- **PASSAGE PROVIDED**:
Start

T-61.5060 Exercises 2007, Solutions 2

Laboratory of Computer and Information Science > Teaching > T-61.5060 > Exercises 2007 > Solutions 2

Solutions for the 2nd exercises

% getSpBinData is not a public Matlab function
A = getSpBinData('abstracts10000.txt');
% Now matrix A is a binary matrix with documents as rows
% and words as columns. A matrix element (i,j) is 1 iff
% document i contains the word j.

wordOcc = full(sum(A));
wordOcc = nonzeros(wordOcc);
words = length(wordOcc);
wordOcc = sort(wordOcc, 'descend');

ly = log(wordOcc);
lx = [ ones(words,1), log(1:words)' ];

% The backslash command solves a general linear equation.
% In cases like this one, it gives out the least squre error
% solution.
coeffs = lx \ ly;

loglog(1:words, wordOcc);
hold on;
plot(exp(lx(:,2)), exp(lx*coeffs), 'r');

title('Log-log plot of occurences');
legend('Occurrences of words', 'Linear fit for all the data');

This gives f(k) approx exp(16)*k^(-1.6). (coeffs = [ 15.96, -1.601 ])

End

- **PROBLEMS TO SOLVE**:
A - Please translate this sentence from the exercise solution into French: "The backslash command solves a general linear equation."
B - Write the next part of the exercise solution, picking up after its final line.

- **PROVIDED DATA**:
Start

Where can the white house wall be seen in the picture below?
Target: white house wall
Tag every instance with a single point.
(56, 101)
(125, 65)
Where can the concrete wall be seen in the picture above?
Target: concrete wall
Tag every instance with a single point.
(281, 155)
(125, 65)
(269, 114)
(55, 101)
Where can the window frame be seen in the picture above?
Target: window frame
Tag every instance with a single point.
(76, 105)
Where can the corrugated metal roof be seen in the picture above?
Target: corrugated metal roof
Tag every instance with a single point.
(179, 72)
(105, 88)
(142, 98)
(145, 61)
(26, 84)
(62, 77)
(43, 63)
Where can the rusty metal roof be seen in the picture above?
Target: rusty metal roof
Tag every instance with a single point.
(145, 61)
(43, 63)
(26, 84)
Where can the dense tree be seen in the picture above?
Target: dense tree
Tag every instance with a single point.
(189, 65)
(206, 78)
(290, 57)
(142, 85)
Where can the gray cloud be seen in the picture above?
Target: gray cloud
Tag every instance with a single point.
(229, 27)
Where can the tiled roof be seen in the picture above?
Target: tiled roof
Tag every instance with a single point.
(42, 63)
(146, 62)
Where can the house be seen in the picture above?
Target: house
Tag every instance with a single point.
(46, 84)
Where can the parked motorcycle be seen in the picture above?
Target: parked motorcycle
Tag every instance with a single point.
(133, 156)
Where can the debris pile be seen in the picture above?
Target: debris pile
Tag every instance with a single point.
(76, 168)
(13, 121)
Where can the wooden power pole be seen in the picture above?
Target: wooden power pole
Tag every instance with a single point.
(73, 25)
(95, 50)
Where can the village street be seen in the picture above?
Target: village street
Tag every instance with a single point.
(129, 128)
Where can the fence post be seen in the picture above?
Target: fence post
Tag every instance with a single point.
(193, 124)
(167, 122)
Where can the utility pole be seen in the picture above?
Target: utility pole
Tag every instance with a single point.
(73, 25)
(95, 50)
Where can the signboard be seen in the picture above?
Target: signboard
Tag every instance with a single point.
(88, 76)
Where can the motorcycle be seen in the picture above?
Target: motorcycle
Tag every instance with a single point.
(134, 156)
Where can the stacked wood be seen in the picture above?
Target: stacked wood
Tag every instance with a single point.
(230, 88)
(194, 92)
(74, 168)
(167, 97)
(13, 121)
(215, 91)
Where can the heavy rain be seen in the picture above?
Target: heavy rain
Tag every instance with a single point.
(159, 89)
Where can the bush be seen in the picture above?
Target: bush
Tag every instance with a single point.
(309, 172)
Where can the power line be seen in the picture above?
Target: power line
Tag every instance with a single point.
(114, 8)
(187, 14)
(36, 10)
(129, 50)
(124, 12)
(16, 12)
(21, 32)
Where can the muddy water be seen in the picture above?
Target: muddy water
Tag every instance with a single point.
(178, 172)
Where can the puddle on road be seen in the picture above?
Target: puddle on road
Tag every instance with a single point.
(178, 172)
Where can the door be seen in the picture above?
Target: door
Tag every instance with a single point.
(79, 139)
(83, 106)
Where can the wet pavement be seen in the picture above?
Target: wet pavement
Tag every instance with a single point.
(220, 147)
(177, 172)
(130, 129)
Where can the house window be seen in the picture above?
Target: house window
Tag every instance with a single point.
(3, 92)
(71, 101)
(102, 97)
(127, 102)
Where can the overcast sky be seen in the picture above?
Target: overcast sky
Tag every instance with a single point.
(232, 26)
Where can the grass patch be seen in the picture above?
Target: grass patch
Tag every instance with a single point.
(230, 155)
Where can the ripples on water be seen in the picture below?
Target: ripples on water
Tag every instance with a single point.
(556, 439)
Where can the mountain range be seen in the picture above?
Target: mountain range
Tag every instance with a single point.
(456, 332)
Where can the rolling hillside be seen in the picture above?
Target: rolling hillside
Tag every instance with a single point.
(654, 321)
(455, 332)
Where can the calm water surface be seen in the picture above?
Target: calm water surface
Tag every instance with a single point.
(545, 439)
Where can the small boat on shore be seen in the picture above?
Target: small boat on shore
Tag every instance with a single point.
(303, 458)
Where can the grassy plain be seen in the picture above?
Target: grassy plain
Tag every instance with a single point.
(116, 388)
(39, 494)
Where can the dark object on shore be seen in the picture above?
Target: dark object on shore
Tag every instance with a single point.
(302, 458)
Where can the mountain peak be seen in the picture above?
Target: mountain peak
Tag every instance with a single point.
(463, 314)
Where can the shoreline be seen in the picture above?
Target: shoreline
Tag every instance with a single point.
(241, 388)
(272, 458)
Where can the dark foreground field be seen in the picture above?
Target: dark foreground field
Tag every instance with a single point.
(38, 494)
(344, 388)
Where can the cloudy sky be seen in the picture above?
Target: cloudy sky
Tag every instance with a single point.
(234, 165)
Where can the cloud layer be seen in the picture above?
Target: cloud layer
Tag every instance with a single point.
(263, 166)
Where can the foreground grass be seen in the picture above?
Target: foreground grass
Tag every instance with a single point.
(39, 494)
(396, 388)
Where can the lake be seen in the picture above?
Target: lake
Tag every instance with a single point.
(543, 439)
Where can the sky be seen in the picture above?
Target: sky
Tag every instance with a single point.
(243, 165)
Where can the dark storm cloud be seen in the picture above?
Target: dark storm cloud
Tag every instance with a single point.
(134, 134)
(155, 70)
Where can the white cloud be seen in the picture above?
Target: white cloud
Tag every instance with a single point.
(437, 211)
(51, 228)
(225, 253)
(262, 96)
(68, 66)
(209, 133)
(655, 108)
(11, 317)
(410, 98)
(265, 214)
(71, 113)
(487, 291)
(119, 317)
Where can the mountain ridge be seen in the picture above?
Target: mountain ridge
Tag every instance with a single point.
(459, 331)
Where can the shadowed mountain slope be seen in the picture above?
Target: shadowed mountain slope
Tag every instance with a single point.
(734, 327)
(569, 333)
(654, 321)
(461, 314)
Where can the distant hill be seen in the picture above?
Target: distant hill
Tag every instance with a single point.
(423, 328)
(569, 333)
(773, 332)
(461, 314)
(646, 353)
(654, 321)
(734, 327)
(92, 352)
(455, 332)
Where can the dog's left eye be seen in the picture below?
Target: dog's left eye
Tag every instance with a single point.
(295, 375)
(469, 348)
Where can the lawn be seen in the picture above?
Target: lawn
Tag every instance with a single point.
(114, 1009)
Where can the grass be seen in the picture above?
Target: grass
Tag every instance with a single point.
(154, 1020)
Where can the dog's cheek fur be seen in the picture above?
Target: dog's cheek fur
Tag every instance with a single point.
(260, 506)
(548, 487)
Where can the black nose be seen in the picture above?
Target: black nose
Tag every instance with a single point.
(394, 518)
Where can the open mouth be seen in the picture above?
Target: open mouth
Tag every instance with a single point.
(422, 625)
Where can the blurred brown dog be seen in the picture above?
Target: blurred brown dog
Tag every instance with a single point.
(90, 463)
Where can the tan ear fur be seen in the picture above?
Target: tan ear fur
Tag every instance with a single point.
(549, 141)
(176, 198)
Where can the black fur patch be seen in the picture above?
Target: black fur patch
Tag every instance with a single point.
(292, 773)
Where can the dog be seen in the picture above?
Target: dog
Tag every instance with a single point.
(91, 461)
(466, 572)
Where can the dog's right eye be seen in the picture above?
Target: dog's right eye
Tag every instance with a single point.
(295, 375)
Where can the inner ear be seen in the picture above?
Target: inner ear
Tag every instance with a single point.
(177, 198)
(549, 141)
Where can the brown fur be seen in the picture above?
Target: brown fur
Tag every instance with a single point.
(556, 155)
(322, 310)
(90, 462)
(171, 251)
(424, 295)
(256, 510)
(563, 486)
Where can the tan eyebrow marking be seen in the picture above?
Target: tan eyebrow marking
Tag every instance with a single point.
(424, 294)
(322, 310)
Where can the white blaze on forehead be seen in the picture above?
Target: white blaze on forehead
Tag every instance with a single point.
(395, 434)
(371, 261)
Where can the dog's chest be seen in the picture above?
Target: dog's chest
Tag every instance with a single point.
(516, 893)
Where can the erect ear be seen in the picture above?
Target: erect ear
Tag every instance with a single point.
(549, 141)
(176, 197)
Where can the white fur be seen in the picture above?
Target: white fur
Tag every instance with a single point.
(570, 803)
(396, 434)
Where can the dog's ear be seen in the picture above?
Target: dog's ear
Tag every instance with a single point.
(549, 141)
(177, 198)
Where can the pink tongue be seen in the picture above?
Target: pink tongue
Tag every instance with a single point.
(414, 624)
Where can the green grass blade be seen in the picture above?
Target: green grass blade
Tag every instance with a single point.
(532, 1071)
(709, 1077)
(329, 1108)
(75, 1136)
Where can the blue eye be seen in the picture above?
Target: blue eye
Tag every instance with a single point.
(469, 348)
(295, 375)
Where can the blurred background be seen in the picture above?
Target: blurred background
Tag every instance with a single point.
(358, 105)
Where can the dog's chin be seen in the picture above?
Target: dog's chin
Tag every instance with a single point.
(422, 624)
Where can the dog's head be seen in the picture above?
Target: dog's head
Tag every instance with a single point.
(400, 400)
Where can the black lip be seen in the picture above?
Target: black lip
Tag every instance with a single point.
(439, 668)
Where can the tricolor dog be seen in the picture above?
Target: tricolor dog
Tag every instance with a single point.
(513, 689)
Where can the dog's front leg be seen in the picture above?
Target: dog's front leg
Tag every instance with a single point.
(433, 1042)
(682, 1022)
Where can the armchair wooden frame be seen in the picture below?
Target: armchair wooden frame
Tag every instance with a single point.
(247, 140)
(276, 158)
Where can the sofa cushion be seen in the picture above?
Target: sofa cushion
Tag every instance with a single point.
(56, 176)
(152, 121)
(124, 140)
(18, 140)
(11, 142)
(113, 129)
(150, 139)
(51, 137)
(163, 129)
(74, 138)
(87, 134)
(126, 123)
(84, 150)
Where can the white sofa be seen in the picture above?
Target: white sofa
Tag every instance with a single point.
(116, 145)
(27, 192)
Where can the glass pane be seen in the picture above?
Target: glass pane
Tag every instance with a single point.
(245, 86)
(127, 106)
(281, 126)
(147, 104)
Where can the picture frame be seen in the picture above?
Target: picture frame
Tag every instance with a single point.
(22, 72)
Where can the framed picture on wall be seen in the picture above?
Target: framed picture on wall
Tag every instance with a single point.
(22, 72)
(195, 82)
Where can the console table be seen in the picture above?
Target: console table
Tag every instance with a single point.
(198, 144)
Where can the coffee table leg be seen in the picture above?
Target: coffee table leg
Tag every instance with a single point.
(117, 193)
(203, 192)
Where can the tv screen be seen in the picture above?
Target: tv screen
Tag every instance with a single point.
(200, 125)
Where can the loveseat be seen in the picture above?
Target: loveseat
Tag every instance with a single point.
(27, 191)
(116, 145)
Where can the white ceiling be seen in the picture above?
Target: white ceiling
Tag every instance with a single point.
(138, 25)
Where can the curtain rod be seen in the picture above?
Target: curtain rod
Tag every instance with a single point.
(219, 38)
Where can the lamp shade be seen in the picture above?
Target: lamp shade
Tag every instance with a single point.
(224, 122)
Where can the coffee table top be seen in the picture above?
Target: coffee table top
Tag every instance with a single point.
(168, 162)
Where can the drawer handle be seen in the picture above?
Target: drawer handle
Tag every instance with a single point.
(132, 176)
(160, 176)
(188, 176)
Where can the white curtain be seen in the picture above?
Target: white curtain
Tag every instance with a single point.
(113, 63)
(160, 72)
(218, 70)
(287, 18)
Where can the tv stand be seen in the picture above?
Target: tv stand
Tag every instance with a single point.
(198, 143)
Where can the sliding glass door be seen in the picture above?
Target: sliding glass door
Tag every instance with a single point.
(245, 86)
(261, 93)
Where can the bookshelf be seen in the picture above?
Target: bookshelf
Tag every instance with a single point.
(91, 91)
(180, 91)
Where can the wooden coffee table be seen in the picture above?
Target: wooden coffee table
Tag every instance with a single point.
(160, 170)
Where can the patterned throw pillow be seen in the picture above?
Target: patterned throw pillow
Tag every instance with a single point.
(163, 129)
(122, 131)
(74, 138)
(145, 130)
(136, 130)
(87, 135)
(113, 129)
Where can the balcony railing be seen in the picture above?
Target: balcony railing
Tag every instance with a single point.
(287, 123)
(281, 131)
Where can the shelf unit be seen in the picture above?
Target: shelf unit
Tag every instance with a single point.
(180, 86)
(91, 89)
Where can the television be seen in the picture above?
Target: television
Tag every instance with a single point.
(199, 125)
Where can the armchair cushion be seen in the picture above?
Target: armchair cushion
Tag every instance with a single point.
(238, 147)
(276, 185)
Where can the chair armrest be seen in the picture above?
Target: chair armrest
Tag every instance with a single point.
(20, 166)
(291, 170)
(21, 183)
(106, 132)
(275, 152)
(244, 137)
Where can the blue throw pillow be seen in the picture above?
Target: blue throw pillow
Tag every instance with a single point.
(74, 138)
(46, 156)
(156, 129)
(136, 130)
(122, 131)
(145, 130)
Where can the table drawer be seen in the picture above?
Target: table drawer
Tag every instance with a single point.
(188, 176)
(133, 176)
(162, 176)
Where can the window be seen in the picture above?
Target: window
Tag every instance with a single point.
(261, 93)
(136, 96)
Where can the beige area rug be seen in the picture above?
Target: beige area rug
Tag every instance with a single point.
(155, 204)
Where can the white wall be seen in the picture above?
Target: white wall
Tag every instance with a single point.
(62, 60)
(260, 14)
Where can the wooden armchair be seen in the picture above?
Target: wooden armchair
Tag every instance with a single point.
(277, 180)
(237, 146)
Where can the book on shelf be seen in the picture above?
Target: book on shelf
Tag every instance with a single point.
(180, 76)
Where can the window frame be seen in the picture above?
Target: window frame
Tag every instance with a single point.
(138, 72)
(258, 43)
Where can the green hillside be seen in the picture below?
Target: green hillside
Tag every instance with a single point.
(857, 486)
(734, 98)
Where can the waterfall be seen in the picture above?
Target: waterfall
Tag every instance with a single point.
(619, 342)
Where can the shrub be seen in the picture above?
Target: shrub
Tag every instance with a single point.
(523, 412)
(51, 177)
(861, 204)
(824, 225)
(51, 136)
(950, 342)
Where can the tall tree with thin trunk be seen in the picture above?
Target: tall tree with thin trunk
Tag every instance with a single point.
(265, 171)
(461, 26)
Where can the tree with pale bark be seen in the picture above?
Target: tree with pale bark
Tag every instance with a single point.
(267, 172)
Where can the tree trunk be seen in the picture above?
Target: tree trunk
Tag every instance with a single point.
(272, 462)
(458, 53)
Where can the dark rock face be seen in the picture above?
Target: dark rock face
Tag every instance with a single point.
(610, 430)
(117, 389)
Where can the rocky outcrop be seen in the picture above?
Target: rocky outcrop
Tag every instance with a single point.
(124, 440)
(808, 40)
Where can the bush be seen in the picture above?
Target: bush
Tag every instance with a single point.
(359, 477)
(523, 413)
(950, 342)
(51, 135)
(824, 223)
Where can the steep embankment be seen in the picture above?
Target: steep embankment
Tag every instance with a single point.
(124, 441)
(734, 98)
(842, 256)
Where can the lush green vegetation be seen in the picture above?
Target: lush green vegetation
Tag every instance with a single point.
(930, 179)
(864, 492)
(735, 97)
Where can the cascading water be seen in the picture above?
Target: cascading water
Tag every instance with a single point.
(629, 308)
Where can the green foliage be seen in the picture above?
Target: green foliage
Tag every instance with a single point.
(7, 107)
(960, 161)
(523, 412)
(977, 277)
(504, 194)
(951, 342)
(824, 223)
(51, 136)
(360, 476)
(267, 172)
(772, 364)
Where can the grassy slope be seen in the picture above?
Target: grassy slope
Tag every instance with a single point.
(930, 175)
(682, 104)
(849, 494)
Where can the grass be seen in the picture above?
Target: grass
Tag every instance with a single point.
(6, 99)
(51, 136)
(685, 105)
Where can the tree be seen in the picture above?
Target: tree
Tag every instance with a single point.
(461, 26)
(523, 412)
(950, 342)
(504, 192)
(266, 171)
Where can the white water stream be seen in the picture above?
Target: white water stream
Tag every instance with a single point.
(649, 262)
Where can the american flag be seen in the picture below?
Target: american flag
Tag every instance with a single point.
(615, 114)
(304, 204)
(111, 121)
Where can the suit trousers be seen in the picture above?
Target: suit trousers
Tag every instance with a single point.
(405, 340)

End

- **OUTPUTS FOR THE TASKS**:
A - La commande barre oblique inverse résout une équation linéaire générale.

B -
Plots of the exercise

Continuing the same code, variables still there.

close all;
rows = randint(1000,1, [1, 10000]);
sampleOcc = nonzeros(full(sum(A(rows,:))));
sampleOcc = sort(sampleOcc, 'descend');
thOcc = exp(16)*(1:length(sampleOcc)).^(-1.6)/10; % 10 = 10000/1000
% Pretty uninteresting plots.
loglog(sampleOcc);
hold on;
plot(thOcc);


% Just run this function. Every time it gives a comparison between
% random real data occurrence and fitted occurrence values.
function test(sampleOcc, thOcc)
	ind = randint(1,1,[1, length(sampleOcc)]);
	disp(sprintf('Sample has: %dth count is %d', ind, sampleOcc(ind)));
	disp(sprintf('Approximation gives: %dth count is %.2f', ind, thOcc(ind)));
	disp(' ');
end

The leftmost approximations are very poor, but as the lower tail counts are much more common, the fitting also prefers that area.

Run apriori for a large support (test a few times for a suitable threshold), e.g.

SHELL > ./apriori abstract10000.txt 3 2000 out.txt
...
1 16644 10000 [0.27s] 11 [0s]
2 8212 [0.16s] 1 [0s]
...

Now we just type

SHELL > tail -1 out.txt
21614 23313 (2213)
SHELL > grep -P "21614|23313" words.txt
21614 project
23313 research

And that's it.

Binomial distribution is nothing but a sum of samples from the one and the same Bernoulli distribution. That means that it will surely converge to a normal distribution, when n is sufficiently large.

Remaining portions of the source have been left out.